• **The problem**: Print the listing below word for word, with every line unchanged.
# # # #
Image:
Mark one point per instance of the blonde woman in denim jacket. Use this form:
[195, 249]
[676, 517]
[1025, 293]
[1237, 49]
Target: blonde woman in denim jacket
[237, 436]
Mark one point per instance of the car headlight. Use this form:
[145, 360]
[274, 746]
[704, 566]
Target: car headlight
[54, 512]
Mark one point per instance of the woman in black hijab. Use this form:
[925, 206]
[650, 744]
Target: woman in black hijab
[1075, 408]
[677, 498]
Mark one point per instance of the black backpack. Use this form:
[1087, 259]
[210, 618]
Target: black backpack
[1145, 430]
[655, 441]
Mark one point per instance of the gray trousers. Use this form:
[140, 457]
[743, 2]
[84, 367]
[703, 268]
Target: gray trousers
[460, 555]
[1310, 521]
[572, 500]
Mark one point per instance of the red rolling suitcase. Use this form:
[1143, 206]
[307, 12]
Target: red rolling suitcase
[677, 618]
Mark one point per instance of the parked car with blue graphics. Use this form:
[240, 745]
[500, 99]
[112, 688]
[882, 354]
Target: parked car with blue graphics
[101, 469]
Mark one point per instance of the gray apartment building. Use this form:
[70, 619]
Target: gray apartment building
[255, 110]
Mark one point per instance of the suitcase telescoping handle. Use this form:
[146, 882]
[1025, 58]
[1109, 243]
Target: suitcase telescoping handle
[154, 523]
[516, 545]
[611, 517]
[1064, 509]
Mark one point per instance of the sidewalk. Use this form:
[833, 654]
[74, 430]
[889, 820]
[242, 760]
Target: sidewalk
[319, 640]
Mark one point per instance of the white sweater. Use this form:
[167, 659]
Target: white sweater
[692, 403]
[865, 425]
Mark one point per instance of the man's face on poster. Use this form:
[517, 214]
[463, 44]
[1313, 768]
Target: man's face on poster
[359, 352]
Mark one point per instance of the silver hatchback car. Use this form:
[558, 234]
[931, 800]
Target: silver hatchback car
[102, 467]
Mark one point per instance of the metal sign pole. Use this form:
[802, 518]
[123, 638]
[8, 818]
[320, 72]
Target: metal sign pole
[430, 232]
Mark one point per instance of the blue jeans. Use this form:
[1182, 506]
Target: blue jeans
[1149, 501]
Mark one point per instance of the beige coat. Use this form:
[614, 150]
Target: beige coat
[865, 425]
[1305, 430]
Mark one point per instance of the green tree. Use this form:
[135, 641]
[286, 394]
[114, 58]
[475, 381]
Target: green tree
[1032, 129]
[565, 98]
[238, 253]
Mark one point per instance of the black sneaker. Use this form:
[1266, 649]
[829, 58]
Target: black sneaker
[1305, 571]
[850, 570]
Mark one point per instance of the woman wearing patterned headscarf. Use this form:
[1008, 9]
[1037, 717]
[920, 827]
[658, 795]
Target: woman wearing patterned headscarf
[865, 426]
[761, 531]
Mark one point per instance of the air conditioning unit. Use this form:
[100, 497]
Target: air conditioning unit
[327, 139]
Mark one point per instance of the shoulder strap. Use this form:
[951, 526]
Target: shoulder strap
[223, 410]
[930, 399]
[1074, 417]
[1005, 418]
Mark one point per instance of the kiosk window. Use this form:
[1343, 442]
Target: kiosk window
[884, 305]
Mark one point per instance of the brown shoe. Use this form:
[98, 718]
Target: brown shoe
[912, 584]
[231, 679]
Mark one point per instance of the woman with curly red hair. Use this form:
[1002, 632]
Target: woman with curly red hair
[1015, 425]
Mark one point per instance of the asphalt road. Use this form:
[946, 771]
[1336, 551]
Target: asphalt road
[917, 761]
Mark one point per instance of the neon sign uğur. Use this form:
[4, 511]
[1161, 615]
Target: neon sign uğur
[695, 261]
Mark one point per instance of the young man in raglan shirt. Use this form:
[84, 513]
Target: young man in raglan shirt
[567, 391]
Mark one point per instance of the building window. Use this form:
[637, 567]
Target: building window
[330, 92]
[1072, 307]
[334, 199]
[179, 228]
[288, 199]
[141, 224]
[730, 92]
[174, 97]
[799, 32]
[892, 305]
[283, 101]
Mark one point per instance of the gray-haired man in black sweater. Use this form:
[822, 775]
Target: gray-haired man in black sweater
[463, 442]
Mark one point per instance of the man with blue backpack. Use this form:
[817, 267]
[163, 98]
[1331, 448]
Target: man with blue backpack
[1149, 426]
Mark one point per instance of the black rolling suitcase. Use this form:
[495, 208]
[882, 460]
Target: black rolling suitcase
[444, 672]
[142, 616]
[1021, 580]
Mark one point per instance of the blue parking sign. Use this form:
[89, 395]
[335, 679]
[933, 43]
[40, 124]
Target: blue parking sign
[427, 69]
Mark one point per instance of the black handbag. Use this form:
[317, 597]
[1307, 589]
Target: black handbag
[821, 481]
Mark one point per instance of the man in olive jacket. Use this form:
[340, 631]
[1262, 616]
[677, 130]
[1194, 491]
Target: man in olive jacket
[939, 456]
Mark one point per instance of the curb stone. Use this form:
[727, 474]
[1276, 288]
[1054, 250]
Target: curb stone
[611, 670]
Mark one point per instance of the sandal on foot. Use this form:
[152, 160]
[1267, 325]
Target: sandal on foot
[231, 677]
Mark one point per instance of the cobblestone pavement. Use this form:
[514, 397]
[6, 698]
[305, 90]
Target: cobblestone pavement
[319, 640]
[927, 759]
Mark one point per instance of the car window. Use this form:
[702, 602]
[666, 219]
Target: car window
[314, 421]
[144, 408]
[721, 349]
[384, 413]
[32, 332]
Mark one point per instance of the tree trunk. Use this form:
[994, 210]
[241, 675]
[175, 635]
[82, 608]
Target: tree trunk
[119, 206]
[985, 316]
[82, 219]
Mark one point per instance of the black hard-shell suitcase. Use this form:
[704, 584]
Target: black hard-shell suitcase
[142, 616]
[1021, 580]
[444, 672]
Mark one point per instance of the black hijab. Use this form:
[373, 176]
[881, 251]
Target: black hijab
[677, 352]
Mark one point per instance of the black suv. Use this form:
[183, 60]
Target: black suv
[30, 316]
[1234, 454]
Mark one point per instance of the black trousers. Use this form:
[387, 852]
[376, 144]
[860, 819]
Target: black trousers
# # # #
• **Finished exercise**:
Image:
Mark one point per instance of the blonde woman in denim jacket. Use this form:
[195, 249]
[676, 517]
[1025, 293]
[1237, 49]
Target: blonde woman in denim jacket
[237, 436]
Mark one point per instance of the car headlight. Use this form:
[145, 360]
[274, 746]
[704, 566]
Target: car headlight
[54, 512]
Mark one point per instance of the woman in black hijab. Use this form:
[925, 206]
[650, 744]
Target: woman in black hijab
[1075, 408]
[677, 498]
Mark one point per instance of the black backpack. Use this form:
[1087, 259]
[210, 618]
Target: black backpack
[1145, 430]
[655, 441]
Mark one point per instance of the gray trousers. Use this form:
[140, 457]
[743, 2]
[84, 367]
[703, 268]
Target: gray trousers
[460, 555]
[1310, 521]
[572, 500]
Mark one point per instance of the red rolling suitcase. Use this form:
[1143, 206]
[307, 12]
Target: red rolling suitcase
[677, 618]
Mark one point per instance of the parked car with blue graphics. Use this form:
[240, 745]
[500, 99]
[112, 688]
[882, 354]
Target: parked car with blue graphics
[101, 469]
Mark one point per instance of the gray apartment building. Use this form:
[70, 619]
Target: gray apartment building
[255, 110]
Mark one point per instance of the suitcase telescoping handle. Use this form:
[146, 882]
[1025, 58]
[1109, 243]
Target: suitcase telescoping handle
[154, 523]
[516, 545]
[611, 517]
[1064, 509]
Mark one point per instance of the sidewalk. Use this form:
[833, 654]
[74, 430]
[889, 820]
[242, 760]
Target: sidewalk
[319, 640]
Mark one point per instance of the white sweater. Use this form:
[167, 659]
Target: white sweater
[692, 403]
[865, 425]
Mark one point per instance of the man's face on poster. Use this form:
[517, 214]
[463, 44]
[1313, 768]
Target: man's face on poster
[359, 352]
Mark one point per instance of the silver hatchback car. Use this form:
[558, 234]
[931, 800]
Target: silver hatchback car
[102, 467]
Mark one point per instance of the metal sign pole. Use this form:
[802, 518]
[123, 638]
[8, 818]
[320, 72]
Target: metal sign pole
[430, 232]
Mark one point per instance of the blue jeans. Use this form:
[1182, 506]
Target: blue jeans
[1149, 501]
Mark one point per instance of the beige coat. Use this form:
[614, 150]
Target: beige coat
[865, 425]
[1305, 430]
Mark one point per instance of the green tree. Use this form:
[135, 641]
[286, 394]
[114, 58]
[475, 381]
Target: green tree
[1032, 129]
[565, 98]
[238, 253]
Mark one point per instance of the black sneaker. Use this form:
[1266, 649]
[829, 58]
Target: black sneaker
[1305, 571]
[850, 570]
Mark one point per instance of the woman wearing patterned headscarf. Use this form:
[1008, 9]
[1037, 717]
[920, 827]
[658, 795]
Target: woman wearing patterned headscarf
[865, 426]
[761, 531]
Mark one point per instance of the air conditioning unit. Use this form:
[100, 497]
Target: air conditioning unit
[327, 139]
Mark one point per instance of the shoulder strap. Use this form:
[951, 526]
Target: shoulder strap
[223, 410]
[930, 399]
[1074, 417]
[1005, 418]
Mark one point per instance of the kiosk window. Use this form:
[1343, 442]
Target: kiosk window
[884, 305]
Mark one point per instance of the brown shoe. Use this form:
[98, 718]
Target: brown shoe
[912, 584]
[231, 679]
Mark one point per instance of the woman with curly red hair. Use this form:
[1002, 632]
Target: woman with curly red hair
[1015, 425]
Mark one point per instance of the asphalt road. Use this form:
[946, 771]
[1336, 551]
Target: asphalt road
[917, 761]
Mark one point per instance of the neon sign uğur. Use this form:
[4, 511]
[1161, 615]
Target: neon sign uğur
[695, 261]
Mark one point per instance of the young man in raglan shirt. Use this form:
[84, 513]
Target: young man in raglan shirt
[567, 391]
Mark one point per instance of the building window. Use this form:
[637, 567]
Target: building window
[330, 92]
[1072, 307]
[334, 199]
[179, 228]
[288, 199]
[141, 224]
[730, 92]
[174, 97]
[799, 32]
[892, 305]
[283, 101]
Mark one point per instance of the gray-haired man in black sweater. Use this form:
[822, 775]
Target: gray-haired man in black sweater
[463, 442]
Mark one point per instance of the man with blue backpack. Use this form:
[817, 267]
[163, 98]
[1331, 448]
Target: man with blue backpack
[1149, 426]
Mark one point per instance of the black rolling suitcase. Use this form:
[495, 208]
[882, 460]
Target: black rolling suitcase
[444, 672]
[142, 616]
[1021, 580]
Mark one point per instance of the blue parking sign. Use this form:
[89, 395]
[335, 679]
[933, 43]
[40, 124]
Target: blue parking sign
[427, 69]
Mark one point per instance of the black handbag. Use this form:
[317, 597]
[1307, 589]
Target: black handbag
[821, 481]
Mark one point per instance of the man in olive jacket. Use this form:
[340, 631]
[1262, 616]
[677, 130]
[1194, 491]
Target: man in olive jacket
[939, 456]
Mark one point per instance of the curb stone. Use this form:
[727, 474]
[1276, 288]
[1054, 250]
Target: curb stone
[611, 670]
Mark one point per instance of the sandal on foot. Use this form:
[152, 160]
[1267, 325]
Target: sandal on foot
[231, 677]
Mark one point per instance of the cobblestone pavement. Use this form:
[514, 397]
[6, 698]
[305, 90]
Target: cobblestone pavement
[319, 640]
[927, 759]
Mark one point per instance of the car window. Use this form:
[702, 602]
[666, 219]
Target: car window
[314, 421]
[144, 408]
[721, 349]
[384, 413]
[32, 332]
Mark one point per instance of the tree trunk. Use this form:
[994, 210]
[241, 675]
[175, 635]
[82, 608]
Target: tree trunk
[119, 206]
[985, 316]
[82, 219]
Mark one point per instance of the black hard-shell suitcase. Use this form:
[704, 584]
Target: black hard-shell suitcase
[142, 616]
[1021, 580]
[444, 672]
Mark one point per instance of the black hijab. Use this form:
[373, 176]
[881, 251]
Target: black hijab
[677, 352]
Mark one point per instance of the black suv. Use this form:
[183, 60]
Target: black suv
[30, 316]
[1234, 454]
Mark one point per instance of the black trousers. Use this form:
[387, 852]
[376, 144]
[860, 819]
Target: black trousers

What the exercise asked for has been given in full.